[Stored items]
— Begin —
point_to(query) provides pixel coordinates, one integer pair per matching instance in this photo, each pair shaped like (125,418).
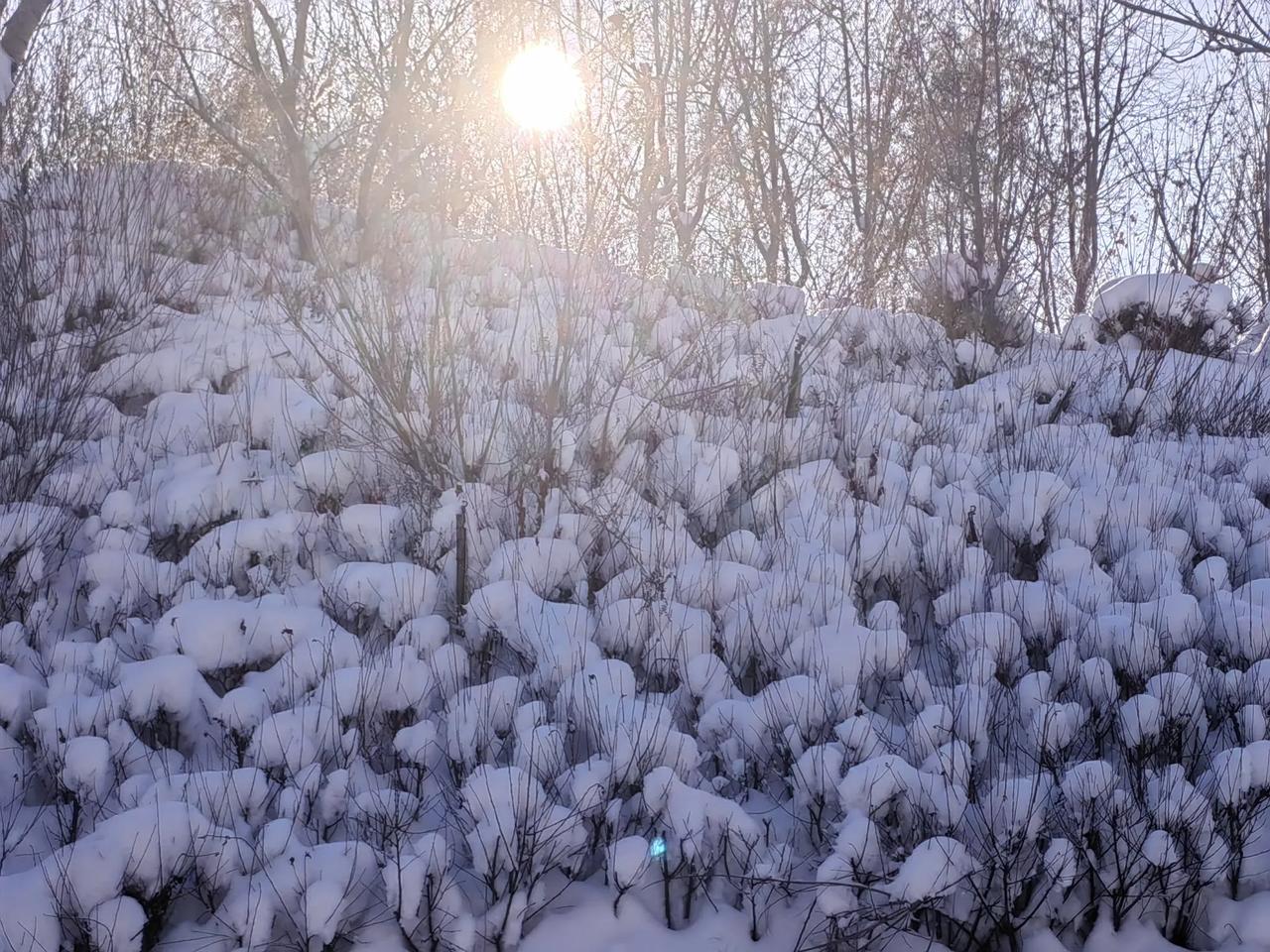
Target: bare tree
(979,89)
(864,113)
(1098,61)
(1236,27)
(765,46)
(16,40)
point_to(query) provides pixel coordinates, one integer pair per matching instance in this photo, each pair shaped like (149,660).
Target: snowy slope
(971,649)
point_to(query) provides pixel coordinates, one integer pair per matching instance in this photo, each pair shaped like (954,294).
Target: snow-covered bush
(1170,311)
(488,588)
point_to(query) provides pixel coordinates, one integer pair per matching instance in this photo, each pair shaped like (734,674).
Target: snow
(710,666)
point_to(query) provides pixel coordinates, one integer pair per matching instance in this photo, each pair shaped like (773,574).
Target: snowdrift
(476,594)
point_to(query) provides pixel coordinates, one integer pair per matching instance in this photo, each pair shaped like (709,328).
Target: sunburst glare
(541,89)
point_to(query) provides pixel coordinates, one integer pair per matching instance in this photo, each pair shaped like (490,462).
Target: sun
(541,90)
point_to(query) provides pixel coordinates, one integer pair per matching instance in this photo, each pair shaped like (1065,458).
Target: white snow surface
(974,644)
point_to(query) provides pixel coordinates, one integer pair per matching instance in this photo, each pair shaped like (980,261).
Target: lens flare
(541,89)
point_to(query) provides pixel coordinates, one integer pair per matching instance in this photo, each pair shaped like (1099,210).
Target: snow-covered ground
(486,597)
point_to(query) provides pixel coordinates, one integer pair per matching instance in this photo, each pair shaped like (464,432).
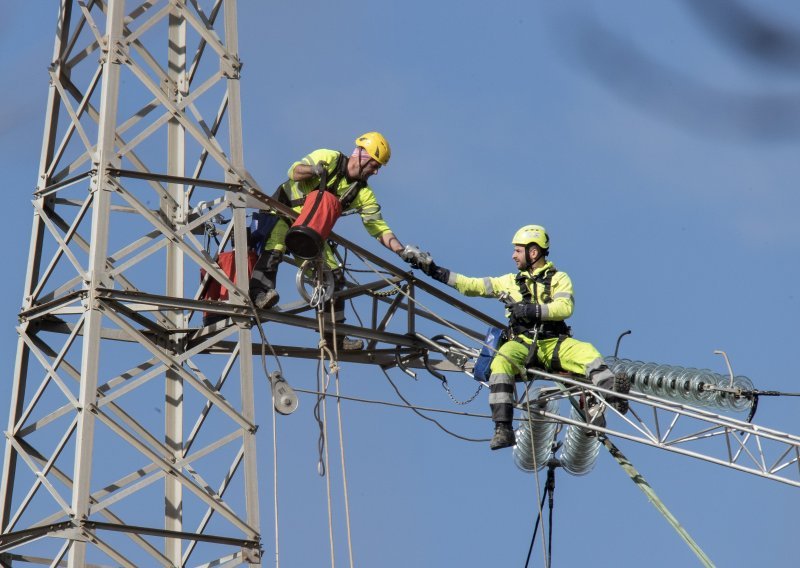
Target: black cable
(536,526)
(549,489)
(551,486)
— End —
Instructions for the task: Repeat all the data as it stands, dropping any images it holds.

Expected answer:
point_to(query) provides pixel coordinates, one integer pair per matching instance in this photo, each pair shaped like (125,418).
Target: bare tree
(979,89)
(864,113)
(1098,61)
(1236,27)
(765,46)
(16,40)
point_to(query) provides pixel coordinates, one integer pair per matching instance in this photo, each pair shaped like (149,660).
Target: snowy slope
(971,649)
point_to(query) provides pixel coordinates, one integer pair per matching instance in this photo, each pair shaped like (954,294).
Target: snow-covered bush
(1170,311)
(488,588)
point_to(query) provides pixel coordinates, one integer pair per matching instance in this photo, each pair shaped like (734,674).
Target: snow
(710,666)
point_to(query) provides pixel coordinates, one integer pair per matching instance in this photo, each pair shaped like (773,574).
Target: snowdrift
(476,594)
point_to(query) provides pixel coordinates, one integer pair per matching instance in this photo, each pair shaped like (709,328).
Target: sunburst glare
(541,89)
point_to(query) provides pixel coordinates, one integer pair per matching instance in this photo, each pair shaped like (490,462).
Target: sun
(541,90)
point_to(query) provides pixel coordinates, one integer pair per matching instance in this photo, each pair shaped like (1065,458).
Target: white snow surface
(974,644)
point_to(query) provides pixel coordinates, one integer pair per matching instance in this photo, each pair shaped like (980,261).
Target: lens flare
(541,89)
point_to(query) provides pixel coordinates, one integer pair per matching instance in this photo, each pair shaped like (1099,210).
Target: snow-covered ground
(486,597)
point_to(query) provides pixel coordinates, one integer pair per matching instance in this photo, each pair shaped like (464,432).
Target: black cable
(536,526)
(549,489)
(551,486)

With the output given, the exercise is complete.